[Coordinate annotation entries]
= = = =

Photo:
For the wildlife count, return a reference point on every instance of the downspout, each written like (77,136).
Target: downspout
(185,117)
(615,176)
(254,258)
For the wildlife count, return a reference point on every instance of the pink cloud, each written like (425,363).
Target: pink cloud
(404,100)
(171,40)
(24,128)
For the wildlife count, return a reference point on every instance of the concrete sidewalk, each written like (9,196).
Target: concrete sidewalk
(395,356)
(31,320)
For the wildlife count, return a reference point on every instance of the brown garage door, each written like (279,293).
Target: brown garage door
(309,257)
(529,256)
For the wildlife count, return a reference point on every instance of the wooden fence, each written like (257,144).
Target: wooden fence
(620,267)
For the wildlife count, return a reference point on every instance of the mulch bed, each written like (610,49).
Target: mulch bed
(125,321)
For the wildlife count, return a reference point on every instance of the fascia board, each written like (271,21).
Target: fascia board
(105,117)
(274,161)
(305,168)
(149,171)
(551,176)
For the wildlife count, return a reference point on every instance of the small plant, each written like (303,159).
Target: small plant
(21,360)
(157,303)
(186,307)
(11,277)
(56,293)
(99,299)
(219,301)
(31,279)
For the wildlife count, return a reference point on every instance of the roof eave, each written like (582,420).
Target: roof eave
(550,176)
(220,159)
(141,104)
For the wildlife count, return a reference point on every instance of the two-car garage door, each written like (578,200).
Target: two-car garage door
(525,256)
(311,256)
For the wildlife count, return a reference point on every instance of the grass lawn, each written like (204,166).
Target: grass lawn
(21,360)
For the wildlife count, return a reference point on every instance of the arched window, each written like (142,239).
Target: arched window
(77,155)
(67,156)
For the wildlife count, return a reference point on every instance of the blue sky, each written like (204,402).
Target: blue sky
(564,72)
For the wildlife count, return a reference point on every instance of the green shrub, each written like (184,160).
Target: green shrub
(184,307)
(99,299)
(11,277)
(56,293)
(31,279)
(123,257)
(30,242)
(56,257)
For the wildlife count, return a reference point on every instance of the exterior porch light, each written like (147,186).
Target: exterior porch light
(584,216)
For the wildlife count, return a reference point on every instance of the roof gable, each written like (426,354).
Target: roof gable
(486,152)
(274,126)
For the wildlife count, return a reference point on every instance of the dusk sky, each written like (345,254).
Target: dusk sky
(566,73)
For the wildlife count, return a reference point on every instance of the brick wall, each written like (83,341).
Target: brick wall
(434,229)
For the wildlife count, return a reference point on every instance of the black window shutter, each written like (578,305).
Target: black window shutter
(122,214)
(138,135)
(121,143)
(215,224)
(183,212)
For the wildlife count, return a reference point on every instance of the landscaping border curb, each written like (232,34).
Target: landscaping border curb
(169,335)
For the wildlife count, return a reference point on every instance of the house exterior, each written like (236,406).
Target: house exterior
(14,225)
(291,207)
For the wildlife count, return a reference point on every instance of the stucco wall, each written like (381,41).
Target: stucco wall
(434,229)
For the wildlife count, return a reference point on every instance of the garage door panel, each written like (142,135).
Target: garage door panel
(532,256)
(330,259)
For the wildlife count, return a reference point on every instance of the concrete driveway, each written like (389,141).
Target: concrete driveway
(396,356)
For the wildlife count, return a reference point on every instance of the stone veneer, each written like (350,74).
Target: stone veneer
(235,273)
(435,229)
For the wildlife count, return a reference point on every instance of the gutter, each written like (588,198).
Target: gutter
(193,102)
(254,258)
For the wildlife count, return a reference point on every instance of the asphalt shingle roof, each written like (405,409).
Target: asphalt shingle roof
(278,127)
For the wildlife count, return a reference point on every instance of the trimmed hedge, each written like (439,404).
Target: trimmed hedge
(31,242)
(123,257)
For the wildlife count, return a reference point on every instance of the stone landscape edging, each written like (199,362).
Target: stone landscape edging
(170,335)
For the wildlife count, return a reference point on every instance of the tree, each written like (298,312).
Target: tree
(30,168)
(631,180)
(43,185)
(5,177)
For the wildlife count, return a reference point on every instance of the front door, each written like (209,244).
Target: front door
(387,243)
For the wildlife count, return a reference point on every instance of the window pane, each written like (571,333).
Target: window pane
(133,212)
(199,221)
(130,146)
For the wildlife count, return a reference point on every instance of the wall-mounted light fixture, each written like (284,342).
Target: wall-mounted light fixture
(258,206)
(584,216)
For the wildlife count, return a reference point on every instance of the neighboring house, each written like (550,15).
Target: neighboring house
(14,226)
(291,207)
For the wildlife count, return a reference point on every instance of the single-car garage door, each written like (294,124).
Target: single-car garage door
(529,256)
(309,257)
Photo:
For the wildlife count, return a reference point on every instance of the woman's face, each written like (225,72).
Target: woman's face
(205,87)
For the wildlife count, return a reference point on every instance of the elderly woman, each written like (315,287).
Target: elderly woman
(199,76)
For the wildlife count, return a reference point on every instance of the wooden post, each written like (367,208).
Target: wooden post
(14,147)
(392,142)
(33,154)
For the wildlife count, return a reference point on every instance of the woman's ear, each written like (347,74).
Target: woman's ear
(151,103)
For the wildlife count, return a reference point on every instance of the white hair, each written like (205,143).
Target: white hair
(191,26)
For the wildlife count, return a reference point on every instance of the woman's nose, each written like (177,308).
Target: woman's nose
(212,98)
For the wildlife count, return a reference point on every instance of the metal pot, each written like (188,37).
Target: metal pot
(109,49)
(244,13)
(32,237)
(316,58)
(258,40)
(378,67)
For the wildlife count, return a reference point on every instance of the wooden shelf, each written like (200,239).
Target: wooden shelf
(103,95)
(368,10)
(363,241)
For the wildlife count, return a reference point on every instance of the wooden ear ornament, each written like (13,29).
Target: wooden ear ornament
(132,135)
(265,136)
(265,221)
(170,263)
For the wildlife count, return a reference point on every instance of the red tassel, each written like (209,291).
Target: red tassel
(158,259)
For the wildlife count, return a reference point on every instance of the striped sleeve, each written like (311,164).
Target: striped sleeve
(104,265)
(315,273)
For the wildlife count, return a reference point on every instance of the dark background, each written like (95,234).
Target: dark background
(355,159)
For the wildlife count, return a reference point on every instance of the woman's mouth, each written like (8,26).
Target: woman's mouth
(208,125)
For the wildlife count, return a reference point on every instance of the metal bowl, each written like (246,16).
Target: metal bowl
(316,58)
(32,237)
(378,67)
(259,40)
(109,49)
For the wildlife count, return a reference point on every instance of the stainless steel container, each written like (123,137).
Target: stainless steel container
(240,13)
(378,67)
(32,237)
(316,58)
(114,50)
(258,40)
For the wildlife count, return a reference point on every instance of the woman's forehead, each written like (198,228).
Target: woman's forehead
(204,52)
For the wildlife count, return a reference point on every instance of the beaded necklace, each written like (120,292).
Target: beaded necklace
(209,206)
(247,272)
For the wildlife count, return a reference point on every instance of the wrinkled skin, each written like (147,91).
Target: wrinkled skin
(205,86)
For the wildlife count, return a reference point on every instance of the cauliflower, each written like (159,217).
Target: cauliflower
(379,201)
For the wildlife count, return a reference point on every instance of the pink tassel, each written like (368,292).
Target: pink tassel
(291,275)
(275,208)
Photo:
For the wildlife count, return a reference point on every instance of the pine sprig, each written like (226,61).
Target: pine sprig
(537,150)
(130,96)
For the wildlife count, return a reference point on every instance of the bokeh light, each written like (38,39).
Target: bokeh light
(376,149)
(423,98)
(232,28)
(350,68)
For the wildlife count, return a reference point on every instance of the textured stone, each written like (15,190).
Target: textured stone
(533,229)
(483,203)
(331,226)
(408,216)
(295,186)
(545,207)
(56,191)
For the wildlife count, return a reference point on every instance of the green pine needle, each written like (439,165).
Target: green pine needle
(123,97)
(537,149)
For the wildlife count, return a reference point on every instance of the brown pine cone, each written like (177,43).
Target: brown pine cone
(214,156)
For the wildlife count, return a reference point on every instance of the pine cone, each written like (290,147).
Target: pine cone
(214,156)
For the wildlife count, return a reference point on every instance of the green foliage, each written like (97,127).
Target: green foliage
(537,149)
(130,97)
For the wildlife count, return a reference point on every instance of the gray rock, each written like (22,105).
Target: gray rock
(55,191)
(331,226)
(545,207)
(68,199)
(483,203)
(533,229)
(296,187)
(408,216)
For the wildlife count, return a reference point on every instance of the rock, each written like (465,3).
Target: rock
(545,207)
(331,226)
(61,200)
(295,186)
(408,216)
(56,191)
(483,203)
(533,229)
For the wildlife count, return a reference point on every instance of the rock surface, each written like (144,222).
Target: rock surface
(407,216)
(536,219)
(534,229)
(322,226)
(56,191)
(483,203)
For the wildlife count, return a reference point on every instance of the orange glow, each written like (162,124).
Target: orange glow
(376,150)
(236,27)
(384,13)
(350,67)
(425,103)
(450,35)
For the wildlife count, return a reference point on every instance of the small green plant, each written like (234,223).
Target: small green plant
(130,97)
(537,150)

= = = =

SHORT PROBLEM ▸ Please rewrite the listing from the line containing "written like (144,222)." through the end of the listing, inclusive, with "orange glow" changed to "amber glow" and everything else left as is.

FULL OUTPUT ▸
For the wildlife count, return a reference point on every instance of the rock surface, each written like (144,222).
Target: rock surface
(407,216)
(536,219)
(534,229)
(322,226)
(56,191)
(483,203)
For the wildlife count, return a reference point on every instance of the amber glow, each written like (162,124).
Target: amber glow
(376,150)
(236,27)
(384,13)
(350,67)
(425,103)
(450,35)
For the wildlife count, return a reference point on every instance of the small green plant, each written like (234,223).
Target: small green plant
(130,97)
(537,150)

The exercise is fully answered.